新しいローカル市場への展開は、多くの成長中の企業にとっては管理可能ですが、複数の国際市場への同時進出は急速に複雑化します。厳格な労働法や税法を順守しながら、誤分類を避け、国際的な給与支払いを管理しなければなりません。
これらの障害のため、多くの企業は国際的な展開に苦労しています。では、難しい部分を外部に委託してしまってはどうでしょうか?
Deelの「State of Global Hiring Report」によると、企業は世界中から最適な人材を探しています。また、2022年のHR Dive調査によると、人事チームは給与処理や福利厚生のアウトソーシングを他の組織に依頼することも増えています。グローバルPEO(プロフェッショナル・エンプロイヤー・オーガニゼーション)を活用すれば、これらの業務を大幅に軽減できます。
ここでは、グローバルPEOが何で、どのように機能し、どのように役立つのかを見ていきましょう。
グローバルPEO(プロフェッショナル・エンプロイヤー・オーガニゼーション)とは何か?

§

## 短い課題
グローバルPEOについての本文から、「新しいローカル市場への展開は」で始まって「てしまってはどうでしょうか?」まで続く部分を、一字も変えずに書き出すこと。

§

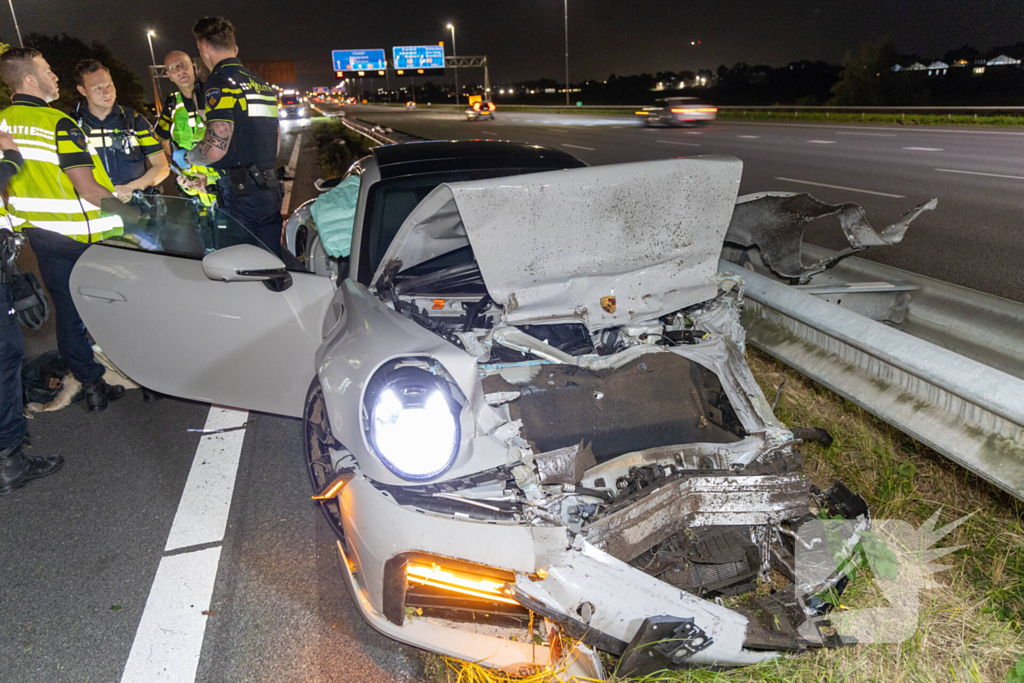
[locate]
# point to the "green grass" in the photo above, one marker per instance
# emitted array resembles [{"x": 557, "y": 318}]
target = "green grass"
[
  {"x": 337, "y": 146},
  {"x": 970, "y": 629},
  {"x": 900, "y": 119}
]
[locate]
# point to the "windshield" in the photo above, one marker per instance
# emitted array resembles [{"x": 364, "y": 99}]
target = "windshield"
[{"x": 175, "y": 225}]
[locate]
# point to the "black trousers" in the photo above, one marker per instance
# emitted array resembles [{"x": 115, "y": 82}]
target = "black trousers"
[
  {"x": 253, "y": 219},
  {"x": 11, "y": 348},
  {"x": 57, "y": 255}
]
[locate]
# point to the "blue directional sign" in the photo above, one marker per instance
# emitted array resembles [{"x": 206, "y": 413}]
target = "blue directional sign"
[
  {"x": 419, "y": 56},
  {"x": 356, "y": 60}
]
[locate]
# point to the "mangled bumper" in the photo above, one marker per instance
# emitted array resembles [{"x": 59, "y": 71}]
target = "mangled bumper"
[{"x": 585, "y": 594}]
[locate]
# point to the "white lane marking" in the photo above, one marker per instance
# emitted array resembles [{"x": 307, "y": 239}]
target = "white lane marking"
[
  {"x": 169, "y": 638},
  {"x": 293, "y": 162},
  {"x": 921, "y": 129},
  {"x": 843, "y": 132},
  {"x": 202, "y": 514},
  {"x": 849, "y": 189},
  {"x": 989, "y": 175},
  {"x": 689, "y": 144}
]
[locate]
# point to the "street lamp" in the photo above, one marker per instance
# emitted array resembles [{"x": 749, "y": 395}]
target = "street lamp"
[
  {"x": 156, "y": 85},
  {"x": 566, "y": 52},
  {"x": 454, "y": 54},
  {"x": 14, "y": 16}
]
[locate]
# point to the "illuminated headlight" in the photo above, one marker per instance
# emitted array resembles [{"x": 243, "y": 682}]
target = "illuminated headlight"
[{"x": 412, "y": 420}]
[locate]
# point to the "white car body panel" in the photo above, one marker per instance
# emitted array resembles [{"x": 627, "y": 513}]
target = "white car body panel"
[{"x": 607, "y": 245}]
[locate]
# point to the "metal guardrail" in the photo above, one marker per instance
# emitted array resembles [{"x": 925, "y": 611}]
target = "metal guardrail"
[{"x": 969, "y": 412}]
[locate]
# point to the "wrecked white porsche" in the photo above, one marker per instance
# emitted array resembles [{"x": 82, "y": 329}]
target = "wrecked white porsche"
[
  {"x": 530, "y": 421},
  {"x": 538, "y": 424}
]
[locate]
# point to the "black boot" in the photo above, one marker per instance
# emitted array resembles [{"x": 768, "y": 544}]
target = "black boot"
[
  {"x": 100, "y": 393},
  {"x": 16, "y": 470}
]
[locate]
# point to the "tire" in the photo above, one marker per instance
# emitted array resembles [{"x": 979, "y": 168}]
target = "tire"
[{"x": 316, "y": 443}]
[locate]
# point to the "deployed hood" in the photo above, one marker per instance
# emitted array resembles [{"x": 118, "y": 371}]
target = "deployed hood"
[{"x": 606, "y": 245}]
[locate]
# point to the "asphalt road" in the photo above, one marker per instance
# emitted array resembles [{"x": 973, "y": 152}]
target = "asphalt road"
[
  {"x": 80, "y": 550},
  {"x": 975, "y": 238}
]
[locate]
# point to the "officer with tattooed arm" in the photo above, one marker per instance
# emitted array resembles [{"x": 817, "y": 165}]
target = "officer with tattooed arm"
[{"x": 242, "y": 139}]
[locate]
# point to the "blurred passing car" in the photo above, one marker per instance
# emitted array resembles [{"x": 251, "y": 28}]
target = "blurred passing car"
[
  {"x": 678, "y": 112},
  {"x": 480, "y": 110},
  {"x": 291, "y": 107}
]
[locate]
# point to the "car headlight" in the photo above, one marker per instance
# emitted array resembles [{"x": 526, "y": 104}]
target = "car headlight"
[{"x": 412, "y": 419}]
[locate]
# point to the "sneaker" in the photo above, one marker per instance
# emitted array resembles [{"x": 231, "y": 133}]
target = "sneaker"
[
  {"x": 17, "y": 470},
  {"x": 98, "y": 394}
]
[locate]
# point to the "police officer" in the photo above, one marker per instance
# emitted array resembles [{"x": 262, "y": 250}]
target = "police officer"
[
  {"x": 242, "y": 137},
  {"x": 182, "y": 125},
  {"x": 15, "y": 468},
  {"x": 54, "y": 201},
  {"x": 132, "y": 157}
]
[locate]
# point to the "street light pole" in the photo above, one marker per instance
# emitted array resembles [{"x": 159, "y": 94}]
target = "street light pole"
[
  {"x": 14, "y": 16},
  {"x": 455, "y": 54},
  {"x": 156, "y": 85},
  {"x": 566, "y": 52}
]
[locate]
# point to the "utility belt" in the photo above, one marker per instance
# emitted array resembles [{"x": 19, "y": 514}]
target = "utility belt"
[
  {"x": 9, "y": 244},
  {"x": 240, "y": 180}
]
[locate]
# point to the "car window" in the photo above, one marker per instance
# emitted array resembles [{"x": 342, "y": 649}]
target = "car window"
[{"x": 174, "y": 225}]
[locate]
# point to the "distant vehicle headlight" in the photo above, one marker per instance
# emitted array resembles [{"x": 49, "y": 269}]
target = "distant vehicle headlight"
[{"x": 412, "y": 420}]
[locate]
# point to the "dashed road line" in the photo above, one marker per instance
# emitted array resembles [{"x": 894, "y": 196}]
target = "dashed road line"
[
  {"x": 988, "y": 175},
  {"x": 843, "y": 132},
  {"x": 169, "y": 638},
  {"x": 849, "y": 189}
]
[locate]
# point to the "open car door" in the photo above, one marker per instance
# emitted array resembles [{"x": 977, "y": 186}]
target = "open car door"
[{"x": 190, "y": 307}]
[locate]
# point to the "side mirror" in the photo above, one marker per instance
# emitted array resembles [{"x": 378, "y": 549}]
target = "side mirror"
[{"x": 247, "y": 263}]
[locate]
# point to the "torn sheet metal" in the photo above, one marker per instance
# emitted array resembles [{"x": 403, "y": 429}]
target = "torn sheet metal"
[
  {"x": 698, "y": 501},
  {"x": 564, "y": 465},
  {"x": 774, "y": 222},
  {"x": 607, "y": 245}
]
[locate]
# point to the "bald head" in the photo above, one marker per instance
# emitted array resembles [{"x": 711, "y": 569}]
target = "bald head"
[{"x": 180, "y": 71}]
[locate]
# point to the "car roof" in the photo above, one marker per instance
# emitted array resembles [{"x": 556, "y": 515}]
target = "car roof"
[{"x": 438, "y": 156}]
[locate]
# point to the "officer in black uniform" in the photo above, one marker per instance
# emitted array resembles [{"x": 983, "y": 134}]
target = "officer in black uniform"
[
  {"x": 16, "y": 469},
  {"x": 242, "y": 138}
]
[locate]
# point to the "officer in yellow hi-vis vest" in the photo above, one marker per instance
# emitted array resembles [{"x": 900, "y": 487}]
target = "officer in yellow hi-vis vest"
[
  {"x": 242, "y": 139},
  {"x": 181, "y": 126},
  {"x": 54, "y": 201}
]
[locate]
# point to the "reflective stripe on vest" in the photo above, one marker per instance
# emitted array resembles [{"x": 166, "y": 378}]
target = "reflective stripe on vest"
[{"x": 41, "y": 195}]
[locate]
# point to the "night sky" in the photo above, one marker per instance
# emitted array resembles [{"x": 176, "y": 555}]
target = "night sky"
[{"x": 523, "y": 39}]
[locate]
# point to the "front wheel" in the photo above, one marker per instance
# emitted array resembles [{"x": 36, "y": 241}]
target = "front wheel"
[{"x": 318, "y": 443}]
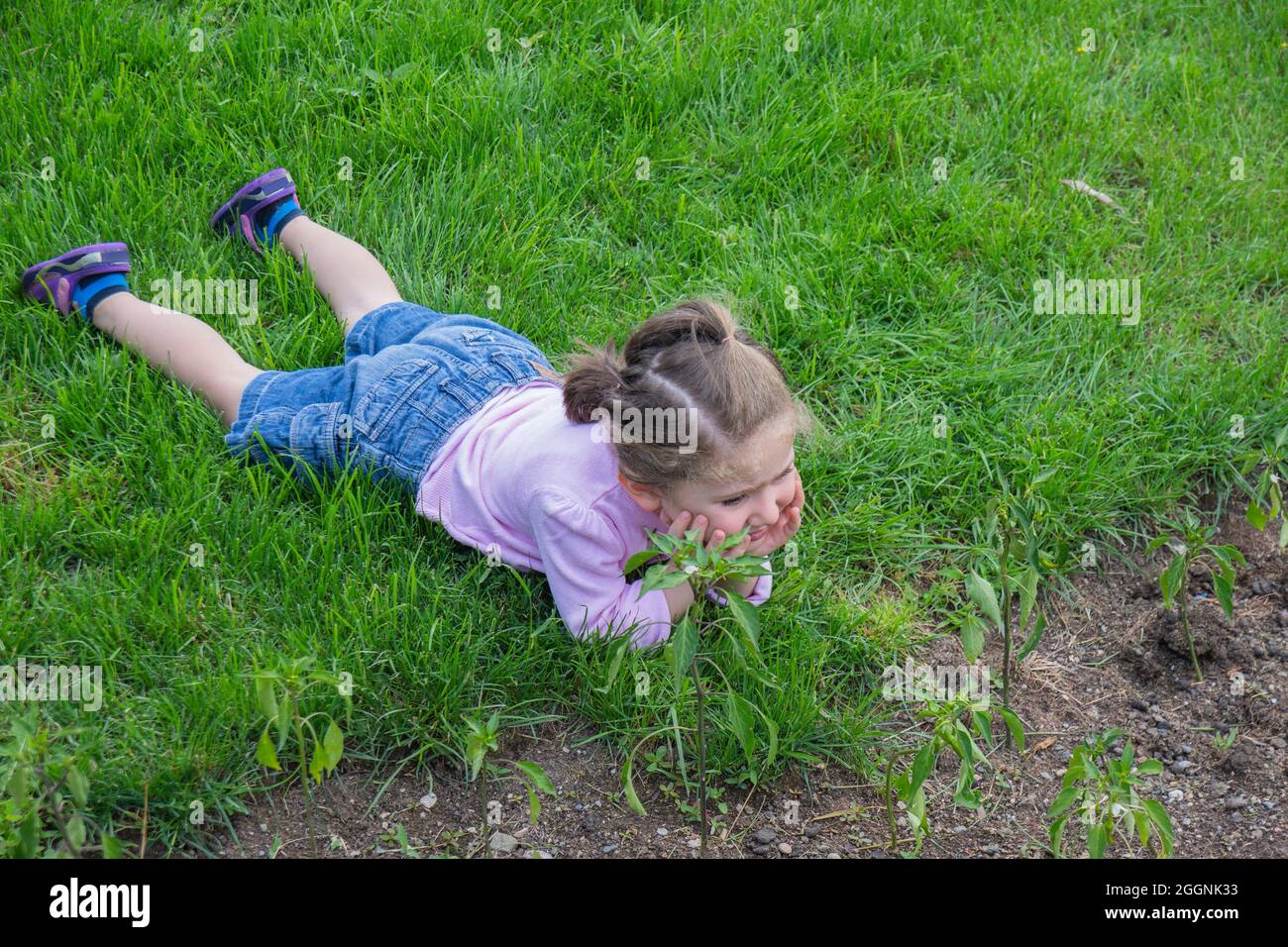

§

## 課題の解答
新しいローカル市場への展開は、多くの成長中の企業にとっては管理可能ですが、複数の国際市場への同時進出は急速に複雑化します。厳格な労働法や税法を順守しながら、誤分類を避け、国際的な給与支払いを管理しなければなりません。
これらの障害のため、多くの企業は国際的な展開に苦労しています。では、難しい部分を外部に委託してしまってはどうでしょうか?